-- start ARTICLE --

A team of University professors and graduate students are researching the Big Bang and the forces of the universe at the famous Hadron Collider in Geneva, Switzerland.
On March 30, the researchers celebrated the first successful head-on collision of 7 trillion electron volts, a world record high-energy collision, at Geneva’s Large Hadron Collider.
“It’s very exciting after waiting so many years. It’s exciting to be on the threshold of discovery,” said professor Jim Brau, director of the University’s Center for High Energy.
Physics and the group research leader for ATLAS, one of six particle detector experiments at the Large Hadron Collider. The experiment began in late 2009 and seeks to learn about the basic forces that have shaped the universe since the beginning of time, according to the ATLAS Web site.
Graduate students Jacob Searcy, Elizabeth Ptacek and Andreas Reinsch are researching in Switzerland, while Brau, graduate student Mary Robinson, professors David Strom and Raymond Frey, and associate professor Eric Torrence are active in Eugene.
The experiments at the Large Hadron Collider at the European Organization for Nuclear Research (CERN) collide protons at extremely high energies to recreate events that occurred in the early universe.

-- end ARTICLE --
-- start DATA SECTION --

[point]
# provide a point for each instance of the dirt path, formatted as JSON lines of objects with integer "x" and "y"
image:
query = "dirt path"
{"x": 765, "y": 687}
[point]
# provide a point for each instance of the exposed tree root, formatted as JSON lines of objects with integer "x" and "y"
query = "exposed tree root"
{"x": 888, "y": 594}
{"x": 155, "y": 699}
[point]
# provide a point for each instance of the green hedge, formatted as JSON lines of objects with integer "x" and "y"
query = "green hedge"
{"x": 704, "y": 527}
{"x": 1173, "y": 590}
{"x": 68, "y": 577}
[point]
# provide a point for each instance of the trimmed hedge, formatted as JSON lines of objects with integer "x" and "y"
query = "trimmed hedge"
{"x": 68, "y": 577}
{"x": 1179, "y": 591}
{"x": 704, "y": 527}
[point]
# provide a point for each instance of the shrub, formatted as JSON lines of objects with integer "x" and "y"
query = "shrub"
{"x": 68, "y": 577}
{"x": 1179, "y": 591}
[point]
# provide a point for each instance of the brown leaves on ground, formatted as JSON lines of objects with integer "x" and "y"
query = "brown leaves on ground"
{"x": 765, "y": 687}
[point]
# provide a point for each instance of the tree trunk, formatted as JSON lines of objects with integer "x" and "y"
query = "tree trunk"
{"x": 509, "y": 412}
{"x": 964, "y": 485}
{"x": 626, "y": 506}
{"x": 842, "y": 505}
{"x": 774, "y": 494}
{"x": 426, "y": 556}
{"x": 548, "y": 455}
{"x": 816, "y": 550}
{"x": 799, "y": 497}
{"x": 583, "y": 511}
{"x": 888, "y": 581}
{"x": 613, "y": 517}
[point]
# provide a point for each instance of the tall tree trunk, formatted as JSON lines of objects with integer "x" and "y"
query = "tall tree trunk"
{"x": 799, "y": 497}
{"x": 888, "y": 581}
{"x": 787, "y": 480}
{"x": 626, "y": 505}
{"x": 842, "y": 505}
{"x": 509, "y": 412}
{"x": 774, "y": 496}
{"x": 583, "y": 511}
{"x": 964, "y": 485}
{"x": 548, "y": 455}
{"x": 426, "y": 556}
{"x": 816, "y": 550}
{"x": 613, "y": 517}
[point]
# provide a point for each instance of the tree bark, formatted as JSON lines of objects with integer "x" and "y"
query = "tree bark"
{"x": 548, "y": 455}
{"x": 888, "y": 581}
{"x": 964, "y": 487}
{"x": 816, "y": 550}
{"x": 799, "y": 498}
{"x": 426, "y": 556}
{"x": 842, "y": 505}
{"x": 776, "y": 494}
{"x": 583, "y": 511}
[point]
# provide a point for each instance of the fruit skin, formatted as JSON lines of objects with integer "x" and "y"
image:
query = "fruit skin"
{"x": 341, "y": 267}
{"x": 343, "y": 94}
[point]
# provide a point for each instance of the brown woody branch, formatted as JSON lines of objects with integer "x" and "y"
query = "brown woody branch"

-- end DATA SECTION --

- **REQUIRED ACTIONS**:
**1.** Print the part of the article on the Large Hadron Collider between "Graduate students Jacob" and "the early universe.", inclusive.
**2.** Render this sentence from the article on the Large Hadron Collider in Spanish: "On March 30, the researchers celebrated the first successful head-on collision of 7 trillion electron volts, a world record high-energy collision, at Geneva’s Large Hadron Collider."
The material has no connection to the article on the Large Hadron Collider.

- **ANSWERS TO THE EXERCISE**:
**1.**
Graduate students Jacob Searcy, Elizabeth Ptacek and Andreas Reinsch are researching in Switzerland, while Brau, graduate student Mary Robinson, professors David Strom and Raymond Frey, and associate professor Eric Torrence are active in Eugene.
The experiments at the Large Hadron Collider at the European Organization for Nuclear Research (CERN) collide protons at extremely high energies to recreate events that occurred in the early universe.

**2.** El 30 de marzo, los investigadores celebraron la primera colisión frontal exitosa de 7 billones de electronvoltios, una colisión de alta energía de récord mundial, en el Gran Colisionador de Hadrones de Ginebra.